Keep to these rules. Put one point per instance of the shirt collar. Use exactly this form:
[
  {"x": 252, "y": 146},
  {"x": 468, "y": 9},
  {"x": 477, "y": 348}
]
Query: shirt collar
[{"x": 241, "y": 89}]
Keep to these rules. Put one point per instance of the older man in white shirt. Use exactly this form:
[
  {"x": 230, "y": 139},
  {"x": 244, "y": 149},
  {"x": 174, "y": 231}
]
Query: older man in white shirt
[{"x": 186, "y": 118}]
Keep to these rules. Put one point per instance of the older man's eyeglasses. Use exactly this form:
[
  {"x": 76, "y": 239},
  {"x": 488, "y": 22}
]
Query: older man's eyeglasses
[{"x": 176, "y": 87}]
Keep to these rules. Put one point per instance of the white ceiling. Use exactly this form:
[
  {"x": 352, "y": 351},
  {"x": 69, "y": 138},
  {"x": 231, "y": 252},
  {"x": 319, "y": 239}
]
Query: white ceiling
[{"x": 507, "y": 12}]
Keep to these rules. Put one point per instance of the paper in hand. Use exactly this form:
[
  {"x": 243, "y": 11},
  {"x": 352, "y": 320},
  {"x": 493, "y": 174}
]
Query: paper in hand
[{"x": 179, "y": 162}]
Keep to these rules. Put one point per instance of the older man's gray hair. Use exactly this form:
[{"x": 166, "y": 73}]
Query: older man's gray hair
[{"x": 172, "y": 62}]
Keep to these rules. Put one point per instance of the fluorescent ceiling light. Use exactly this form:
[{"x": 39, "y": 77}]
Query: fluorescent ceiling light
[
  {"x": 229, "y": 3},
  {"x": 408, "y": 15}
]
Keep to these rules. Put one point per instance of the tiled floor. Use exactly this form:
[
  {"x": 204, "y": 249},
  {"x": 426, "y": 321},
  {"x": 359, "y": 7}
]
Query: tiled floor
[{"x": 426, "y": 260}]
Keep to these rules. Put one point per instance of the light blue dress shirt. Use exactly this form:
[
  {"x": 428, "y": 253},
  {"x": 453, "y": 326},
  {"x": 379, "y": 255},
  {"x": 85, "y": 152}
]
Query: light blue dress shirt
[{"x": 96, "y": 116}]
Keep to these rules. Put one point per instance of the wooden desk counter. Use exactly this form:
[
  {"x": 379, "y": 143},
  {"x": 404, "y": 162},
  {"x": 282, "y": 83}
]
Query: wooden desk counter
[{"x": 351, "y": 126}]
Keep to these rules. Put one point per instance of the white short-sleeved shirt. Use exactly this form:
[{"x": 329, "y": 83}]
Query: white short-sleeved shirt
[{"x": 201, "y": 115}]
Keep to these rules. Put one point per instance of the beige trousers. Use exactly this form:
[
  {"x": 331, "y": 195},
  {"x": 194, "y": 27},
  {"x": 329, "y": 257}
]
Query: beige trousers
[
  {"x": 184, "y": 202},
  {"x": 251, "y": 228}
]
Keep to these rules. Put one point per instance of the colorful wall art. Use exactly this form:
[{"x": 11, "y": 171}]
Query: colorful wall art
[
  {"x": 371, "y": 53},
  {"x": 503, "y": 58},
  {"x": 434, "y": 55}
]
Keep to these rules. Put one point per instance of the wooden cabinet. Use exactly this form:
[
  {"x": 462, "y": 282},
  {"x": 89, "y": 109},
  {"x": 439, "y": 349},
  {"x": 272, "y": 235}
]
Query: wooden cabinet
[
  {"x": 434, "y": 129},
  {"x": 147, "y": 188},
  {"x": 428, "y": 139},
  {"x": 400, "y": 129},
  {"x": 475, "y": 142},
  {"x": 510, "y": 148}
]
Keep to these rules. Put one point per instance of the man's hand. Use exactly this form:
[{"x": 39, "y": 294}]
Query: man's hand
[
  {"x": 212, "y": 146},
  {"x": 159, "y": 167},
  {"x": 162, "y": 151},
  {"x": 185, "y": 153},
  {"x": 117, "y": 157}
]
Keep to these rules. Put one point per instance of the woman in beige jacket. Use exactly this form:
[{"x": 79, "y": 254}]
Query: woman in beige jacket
◆ ◆ ◆ ◆ ◆
**TO DO**
In the listing, from the line with "of the light" through the end of the listing, swap "wooden" for "oak" and give back only those lines, with everything else unchanged.

**FULL ANSWER**
Keep to these rules. Put one point per instance of the light blue dress shirt. Use exactly this form:
[
  {"x": 428, "y": 253},
  {"x": 453, "y": 326},
  {"x": 379, "y": 255},
  {"x": 85, "y": 152}
]
Query: light blue dress shirt
[{"x": 96, "y": 116}]
Keep to these rules. Put one point per instance of the oak desk counter. Use exactly this form:
[
  {"x": 379, "y": 143},
  {"x": 404, "y": 162},
  {"x": 282, "y": 83}
]
Query: oak desk counter
[{"x": 351, "y": 126}]
Keep to these rules. Put one point per instance of the white short-sleeved shirt. Use exactly this form:
[{"x": 329, "y": 83}]
Query: white short-sleeved shirt
[{"x": 201, "y": 115}]
Keep to these rules. Put one point per instance of the beige trousers. Use exactly this form:
[
  {"x": 331, "y": 195},
  {"x": 194, "y": 27},
  {"x": 329, "y": 257}
]
Query: beige trousers
[
  {"x": 184, "y": 202},
  {"x": 251, "y": 228}
]
Keep to these rules. Put one point per instance of the colorful wall art. Use exactly this form:
[{"x": 11, "y": 171}]
Query: colorful wall art
[
  {"x": 371, "y": 53},
  {"x": 503, "y": 58},
  {"x": 434, "y": 55}
]
Keep to these rules. Put one point per instance of the oak cabinet. Use exactly this form:
[
  {"x": 462, "y": 282},
  {"x": 89, "y": 109},
  {"x": 439, "y": 349},
  {"x": 272, "y": 235}
]
Query: oak cabinet
[
  {"x": 434, "y": 129},
  {"x": 147, "y": 188},
  {"x": 428, "y": 139},
  {"x": 400, "y": 129},
  {"x": 475, "y": 142},
  {"x": 510, "y": 148}
]
Keep to these rules. Put one point per instance of the man's hand. Use exactly this form:
[{"x": 39, "y": 294}]
Query: man's hand
[
  {"x": 212, "y": 146},
  {"x": 159, "y": 167},
  {"x": 162, "y": 151},
  {"x": 185, "y": 153},
  {"x": 117, "y": 157}
]
Keep to these rules. Put one point per instance of the woman in beige jacket. Use exactly this form:
[{"x": 79, "y": 254}]
Query: woman in beige jacket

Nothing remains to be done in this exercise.